_PARTS OF THE EXERCISE_
a) In the passage on Hawke's churches, who was authorized to build a church on the corner of Main Street and Kingston Road?
b) Reproduce word for word the stretch of the passage on Hawke's churches from "Religion, which had" through "Beach Plain Road.".

[[ TEXT SECTION open ]]

Religion, which had been a prime factor in the establishment of Hawke, continued to influence the people. The only two churches in town were constructed in this time period. The Baptist Church was first organized as the Church of Christ in 1820. In 1832 the Free Will Baptist Society was organized, and Deacon Thomas Colby was authorized to build a church on the corner of Main Street and Kingston Road that was later moved to its present location next to Town Hall on Main Street. In 1850 the Union Religious Society built the only other church, other than the Meeting House, on Beach Plain Road.

[[ TEXT SECTION closed ]]
[[ DATA PROVIDED open ]]

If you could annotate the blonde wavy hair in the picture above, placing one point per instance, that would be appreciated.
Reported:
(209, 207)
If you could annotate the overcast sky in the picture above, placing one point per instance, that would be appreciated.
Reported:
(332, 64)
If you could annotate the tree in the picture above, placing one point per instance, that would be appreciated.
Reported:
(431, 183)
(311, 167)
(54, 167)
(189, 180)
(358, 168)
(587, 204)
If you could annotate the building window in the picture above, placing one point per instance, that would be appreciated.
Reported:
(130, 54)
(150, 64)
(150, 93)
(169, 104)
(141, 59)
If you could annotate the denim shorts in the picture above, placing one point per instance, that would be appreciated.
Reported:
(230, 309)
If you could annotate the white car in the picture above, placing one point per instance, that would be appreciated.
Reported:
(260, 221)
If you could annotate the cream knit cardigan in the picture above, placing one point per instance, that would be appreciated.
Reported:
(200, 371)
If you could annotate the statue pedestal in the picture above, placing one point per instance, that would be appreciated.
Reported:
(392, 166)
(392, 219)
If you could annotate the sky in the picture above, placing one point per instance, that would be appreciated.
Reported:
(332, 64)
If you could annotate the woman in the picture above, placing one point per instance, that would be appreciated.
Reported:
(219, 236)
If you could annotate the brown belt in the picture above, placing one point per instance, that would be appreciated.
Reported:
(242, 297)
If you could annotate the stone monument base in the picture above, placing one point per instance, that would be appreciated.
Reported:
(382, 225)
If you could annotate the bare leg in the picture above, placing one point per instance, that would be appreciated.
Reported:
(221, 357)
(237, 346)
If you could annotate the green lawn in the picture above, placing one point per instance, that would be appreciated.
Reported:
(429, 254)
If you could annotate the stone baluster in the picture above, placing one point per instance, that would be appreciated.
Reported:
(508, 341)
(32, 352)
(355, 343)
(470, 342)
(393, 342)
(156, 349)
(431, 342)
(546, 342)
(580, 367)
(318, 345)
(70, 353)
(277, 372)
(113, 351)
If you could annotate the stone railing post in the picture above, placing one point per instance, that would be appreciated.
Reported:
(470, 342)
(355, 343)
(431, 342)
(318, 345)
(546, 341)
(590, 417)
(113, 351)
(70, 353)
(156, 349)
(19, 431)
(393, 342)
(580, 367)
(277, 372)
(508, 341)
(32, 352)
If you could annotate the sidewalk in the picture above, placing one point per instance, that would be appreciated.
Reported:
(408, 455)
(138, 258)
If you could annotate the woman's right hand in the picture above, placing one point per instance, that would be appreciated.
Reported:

[[ DATA PROVIDED closed ]]

_ANSWERS BY TASK_
a) Deacon Thomas Colby

b)
Religion, which had been a prime factor in the establishment of Hawke, continued to influence the people. The only two churches in town were constructed in this time period. The Baptist Church was first organized as the Church of Christ in 1820. In 1832 the Free Will Baptist Society was organized, and Deacon Thomas Colby was authorized to build a church on the corner of Main Street and Kingston Road that was later moved to its present location next to Town Hall on Main Street. In 1850 the Union Religious Society built the only other church, other than the Meeting House, on Beach Plain Road.